Data entries:
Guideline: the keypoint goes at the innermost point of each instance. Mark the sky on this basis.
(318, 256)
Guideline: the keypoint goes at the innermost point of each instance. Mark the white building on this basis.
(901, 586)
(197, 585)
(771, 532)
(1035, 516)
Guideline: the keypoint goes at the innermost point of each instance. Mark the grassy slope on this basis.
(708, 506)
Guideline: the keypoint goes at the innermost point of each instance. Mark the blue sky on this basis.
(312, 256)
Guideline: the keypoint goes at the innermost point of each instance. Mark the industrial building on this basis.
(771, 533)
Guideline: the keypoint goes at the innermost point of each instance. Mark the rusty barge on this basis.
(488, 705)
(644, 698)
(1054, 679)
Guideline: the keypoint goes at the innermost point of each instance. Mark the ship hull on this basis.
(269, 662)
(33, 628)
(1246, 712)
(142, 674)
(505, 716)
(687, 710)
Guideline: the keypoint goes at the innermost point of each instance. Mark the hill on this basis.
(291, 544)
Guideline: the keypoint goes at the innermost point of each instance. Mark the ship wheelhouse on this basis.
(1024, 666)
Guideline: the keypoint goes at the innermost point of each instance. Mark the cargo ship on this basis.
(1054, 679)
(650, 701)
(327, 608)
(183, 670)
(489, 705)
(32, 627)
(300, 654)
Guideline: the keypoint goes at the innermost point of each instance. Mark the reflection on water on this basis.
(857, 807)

Task requirements
Render as a numbered list, omitting blank lines, only the items from the line containing "white building on this basis." through the last line of the items, both included.

Response
1. Guideline: the keypoint goes at the innermost point of each instance. Mark the white building on this basis.
2. (901, 586)
3. (197, 585)
4. (771, 532)
5. (1035, 516)
6. Guideline: the keypoint goes at the innermost point of each instance. Mark the grassy slope on this basis.
7. (708, 506)
8. Guideline: the keypoint goes at the innermost point of each instance. Mark the blue sky on this basis.
9. (312, 256)
10. Guideline: the keypoint goes at the innermost point of each instance. Mark the industrial building on this basis.
11. (771, 533)
12. Guideline: the keypoint goes at the innermost point of each instance. Mark the rusty barge on this basis.
13. (488, 705)
14. (644, 698)
15. (1054, 679)
16. Guideline: the keypoint goes at the innermost point of each instance. Mark the ship hull on this basis.
17. (269, 662)
18. (33, 628)
19. (1246, 712)
20. (142, 674)
21. (505, 716)
22. (687, 710)
23. Guideline: the keypoint goes at the innermost point of each instance. Mark the hill on this basis.
24. (291, 544)
25. Guideline: the keypoint goes at the innermost point of each instance. Mark the ship wheelhouse on this basis.
26. (1024, 666)
27. Guideline: the keypoint goes at the innermost point of each instance. Mark the cargo ship on this basis.
28. (1054, 679)
29. (650, 701)
30. (327, 608)
31. (183, 670)
32. (489, 705)
33. (32, 627)
34. (300, 654)
35. Guideline: the keypoint goes at the innermost point of each instance. Mark the reflection on water on this basis.
36. (857, 807)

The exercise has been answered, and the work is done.